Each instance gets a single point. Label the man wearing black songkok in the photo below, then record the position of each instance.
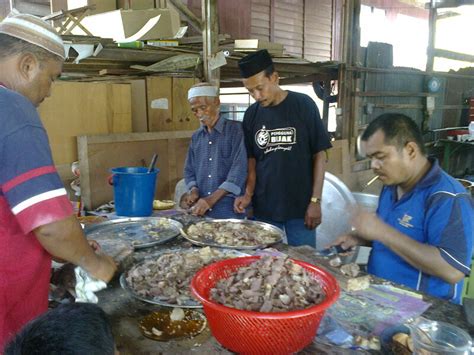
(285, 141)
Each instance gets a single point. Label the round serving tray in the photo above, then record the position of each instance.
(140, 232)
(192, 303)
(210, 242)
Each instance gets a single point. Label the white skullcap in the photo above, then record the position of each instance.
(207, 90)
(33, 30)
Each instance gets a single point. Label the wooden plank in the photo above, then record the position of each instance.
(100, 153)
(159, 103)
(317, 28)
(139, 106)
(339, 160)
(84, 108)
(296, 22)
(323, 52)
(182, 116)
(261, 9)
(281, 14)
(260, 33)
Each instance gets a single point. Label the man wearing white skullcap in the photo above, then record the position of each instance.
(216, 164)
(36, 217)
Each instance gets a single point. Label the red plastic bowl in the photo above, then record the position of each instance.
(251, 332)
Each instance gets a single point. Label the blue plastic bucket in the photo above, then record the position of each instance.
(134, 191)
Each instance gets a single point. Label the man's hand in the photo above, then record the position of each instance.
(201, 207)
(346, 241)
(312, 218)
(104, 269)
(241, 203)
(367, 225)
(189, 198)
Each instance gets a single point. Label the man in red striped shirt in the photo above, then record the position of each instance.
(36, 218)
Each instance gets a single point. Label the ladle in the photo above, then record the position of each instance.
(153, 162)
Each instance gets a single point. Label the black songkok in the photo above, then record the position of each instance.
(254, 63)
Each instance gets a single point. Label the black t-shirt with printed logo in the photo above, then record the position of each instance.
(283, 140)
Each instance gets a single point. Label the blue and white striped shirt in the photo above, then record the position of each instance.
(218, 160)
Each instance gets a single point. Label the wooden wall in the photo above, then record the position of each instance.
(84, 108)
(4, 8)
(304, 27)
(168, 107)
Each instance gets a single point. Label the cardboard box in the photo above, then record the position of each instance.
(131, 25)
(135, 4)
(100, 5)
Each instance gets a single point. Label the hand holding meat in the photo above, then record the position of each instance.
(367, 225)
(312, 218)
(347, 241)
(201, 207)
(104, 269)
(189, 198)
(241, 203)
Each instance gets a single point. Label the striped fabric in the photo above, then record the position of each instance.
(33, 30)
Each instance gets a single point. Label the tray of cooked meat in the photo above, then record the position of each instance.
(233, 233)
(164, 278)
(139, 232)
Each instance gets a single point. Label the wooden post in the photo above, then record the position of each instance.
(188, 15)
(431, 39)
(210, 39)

◇ ◇ ◇ ◇

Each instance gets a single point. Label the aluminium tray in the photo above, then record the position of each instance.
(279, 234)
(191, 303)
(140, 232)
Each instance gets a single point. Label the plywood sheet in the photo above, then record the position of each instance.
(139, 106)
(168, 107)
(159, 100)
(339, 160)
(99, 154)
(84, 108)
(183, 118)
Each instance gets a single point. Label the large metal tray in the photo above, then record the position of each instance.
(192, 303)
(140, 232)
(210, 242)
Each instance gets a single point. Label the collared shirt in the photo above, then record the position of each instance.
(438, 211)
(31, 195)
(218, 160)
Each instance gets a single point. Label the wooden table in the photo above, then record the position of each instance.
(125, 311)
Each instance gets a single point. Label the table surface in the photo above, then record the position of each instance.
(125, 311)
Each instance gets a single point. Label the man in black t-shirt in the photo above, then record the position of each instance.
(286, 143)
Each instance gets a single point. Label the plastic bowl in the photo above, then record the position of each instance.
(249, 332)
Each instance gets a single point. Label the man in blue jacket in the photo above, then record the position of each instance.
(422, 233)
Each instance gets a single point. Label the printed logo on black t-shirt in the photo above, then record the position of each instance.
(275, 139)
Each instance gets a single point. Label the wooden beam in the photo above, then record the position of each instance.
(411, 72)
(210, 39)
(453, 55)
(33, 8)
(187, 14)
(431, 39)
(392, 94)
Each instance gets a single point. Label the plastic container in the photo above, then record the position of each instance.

◇ ◇ ◇ ◇

WHAT YOU NEED TO DO.
When you reach the line holding "Each instance gets a single point. Label the printed" in the records above, begin reproducing exactly, stop after the line holding "Each instance gets a single point. Label the plastic container", and output nothing else.

EXERCISE ANSWER.
Each instance gets a single point. Label the printed logo on black t-shirt in the photo above, then record the position of each instance.
(275, 139)
Each instance gets a single point. Label the wooden beam in the photo above, then record the position of each instance.
(411, 72)
(210, 39)
(453, 55)
(33, 8)
(187, 14)
(431, 39)
(392, 94)
Each instance gets a single point. Label the plastic container in the photo above, then record the position of each instance.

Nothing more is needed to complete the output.